Problem statement:
Starting from the first line below, copy the whole listing exactly.
################
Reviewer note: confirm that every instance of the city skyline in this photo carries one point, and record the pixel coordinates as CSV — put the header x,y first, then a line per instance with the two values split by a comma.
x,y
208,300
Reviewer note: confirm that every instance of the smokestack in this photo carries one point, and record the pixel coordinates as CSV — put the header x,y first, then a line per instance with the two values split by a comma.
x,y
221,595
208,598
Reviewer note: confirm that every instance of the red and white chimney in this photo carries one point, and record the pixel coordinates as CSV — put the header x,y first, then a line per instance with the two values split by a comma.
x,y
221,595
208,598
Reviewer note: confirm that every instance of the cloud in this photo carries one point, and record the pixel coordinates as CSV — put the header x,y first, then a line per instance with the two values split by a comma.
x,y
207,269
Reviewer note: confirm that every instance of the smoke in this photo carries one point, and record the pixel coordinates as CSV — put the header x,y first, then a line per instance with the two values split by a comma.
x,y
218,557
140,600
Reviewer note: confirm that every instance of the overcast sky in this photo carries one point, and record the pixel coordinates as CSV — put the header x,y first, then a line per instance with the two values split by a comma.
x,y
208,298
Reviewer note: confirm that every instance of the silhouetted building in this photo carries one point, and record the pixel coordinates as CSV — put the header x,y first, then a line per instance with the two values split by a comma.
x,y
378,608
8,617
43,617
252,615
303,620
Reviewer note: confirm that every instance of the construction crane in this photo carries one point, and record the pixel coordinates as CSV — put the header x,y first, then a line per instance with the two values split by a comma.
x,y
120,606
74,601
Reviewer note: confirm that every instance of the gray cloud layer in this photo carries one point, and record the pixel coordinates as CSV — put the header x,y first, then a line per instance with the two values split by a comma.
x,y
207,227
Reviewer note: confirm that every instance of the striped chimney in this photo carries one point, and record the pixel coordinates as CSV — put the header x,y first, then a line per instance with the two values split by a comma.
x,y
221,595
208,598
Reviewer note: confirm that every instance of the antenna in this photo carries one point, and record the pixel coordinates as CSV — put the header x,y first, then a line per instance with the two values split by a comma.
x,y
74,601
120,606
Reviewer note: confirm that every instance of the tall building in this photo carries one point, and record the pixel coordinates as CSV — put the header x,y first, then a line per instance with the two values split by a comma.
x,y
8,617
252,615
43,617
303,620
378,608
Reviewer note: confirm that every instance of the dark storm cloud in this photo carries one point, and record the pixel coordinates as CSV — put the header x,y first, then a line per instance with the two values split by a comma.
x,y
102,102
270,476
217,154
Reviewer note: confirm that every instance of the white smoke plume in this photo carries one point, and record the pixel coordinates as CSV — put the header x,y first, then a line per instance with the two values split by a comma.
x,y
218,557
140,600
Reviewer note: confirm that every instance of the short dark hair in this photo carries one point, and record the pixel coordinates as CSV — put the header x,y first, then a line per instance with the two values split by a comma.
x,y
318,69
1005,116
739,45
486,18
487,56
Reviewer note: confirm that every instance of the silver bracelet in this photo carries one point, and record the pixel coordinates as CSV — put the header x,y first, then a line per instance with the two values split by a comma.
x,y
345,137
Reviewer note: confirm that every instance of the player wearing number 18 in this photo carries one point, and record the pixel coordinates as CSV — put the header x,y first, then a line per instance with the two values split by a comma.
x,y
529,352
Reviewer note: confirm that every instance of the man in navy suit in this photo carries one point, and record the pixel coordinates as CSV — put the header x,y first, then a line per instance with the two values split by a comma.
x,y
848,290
################
Written answer:
Reviewer note: confirm that every instance of the city skyline in this photo carries one point, and record the pixel coordinates as CSV — put the header x,y first, then a line per instance with the two values split by a comma.
x,y
208,300
Reviewer note: confirm that every instance of the smokestack in this photo carries one point, and record the pixel coordinates as CSV — put the header x,y first, then a line per instance with the two values split by a comma.
x,y
221,595
208,598
Reviewer note: confirm that every instance of the red and white chimney in this photo carries one point, and record the pixel coordinates as CSV — put the header x,y first, then a line per instance with the two values split by a comma.
x,y
221,595
208,598
Reviewer note: confirm that every instance of the cloud in this photo carries one point, and record the pixel coordinates as CSV — put the header x,y first, then a line per instance with the two values split by a comma.
x,y
207,269
Reviewer note: confirm that every instance of the smoke in this photo carries one point, and record the pixel coordinates as CSV — put the header x,y first, then a line per instance with the two values split by a comma.
x,y
218,557
140,600
Reviewer note: confirm that every instance of the overcast sky in this photo carries one point, and record the pixel coordinates as CSV — put the header x,y first, then a line per instance with the two values split by a comma.
x,y
208,298
Reviewer note: confirm that every instance of the silhouetted building in this photo carries one point, and record the pixel coordinates as CSV — put the header x,y first, then a line per instance with the two values split by a comma.
x,y
378,608
8,617
43,617
252,615
303,620
Reviewer note: confirm that every instance of the construction crane in this photo carries one point, and record the pixel coordinates as CSV — put the header x,y first, then a line per instance with the two values split by a comma.
x,y
120,606
74,601
Reviewer note: confirm that every instance of the gray cloud layer in this photo carries one point, and record the pixel coordinates as CSV — put the header x,y first, then a line per instance with the two values split by a comma.
x,y
207,227
Reviewer note: confirm that every instance of the striped chimney in this photo carries one point, and record the pixel coordinates as CSV — put the header x,y first, then a line per instance with the two values split by a comma.
x,y
221,595
208,598
Reviewer note: confirm that every instance of the antenna in this photo carries one point, and record the pixel coordinates as CSV — put the header x,y first, then a line per instance with the two values split by a comma.
x,y
74,601
120,606
Reviewer note: confirm that every instance of the tall building in this photo carries one point, and record the pixel coordinates as CSV — put the header x,y first, then a line per instance with the two values split by a comma.
x,y
8,617
252,615
43,617
303,620
378,608
Reviewer note: confirm that every instance of the dark storm cloud in this photo carries one point, and record the pixel coordinates as CSV — put the header x,y first, then a line per instance with the two values split by a comma.
x,y
102,102
270,476
217,154
Reviewer note: confirm that every instance of the white smoke plume in this photo carries one point, and record the pixel coordinates as CSV — put the header x,y first, then a line per instance with the two values split by a comma.
x,y
218,557
140,600
Reviewer note: confirm that every instance of the short dark hair in this photo carries one point, and record the pixel coordinates as CSV — put the header x,y first, then a line per instance with the two values split by a comma.
x,y
318,69
1005,116
739,45
486,18
487,56
Reviewer note: confirm that every instance of the silver bracelet in this photo carries one point, and record the pixel coordinates as CSV — put the header x,y first, then a line per instance with the two values split by a comma.
x,y
345,137
Reviewer note: confirm that every instance of the player wearing number 18 in this photo carries one point, and record the pixel coordinates as CSV — put the header x,y first, then a line per instance with the two values split by a comma.
x,y
529,352
Reviewer note: confirm that every instance of the man in navy suit in this photo carries one point, and record the pixel coordinates as CSV — put the header x,y first, then a line per instance with the two values split by a comma.
x,y
848,290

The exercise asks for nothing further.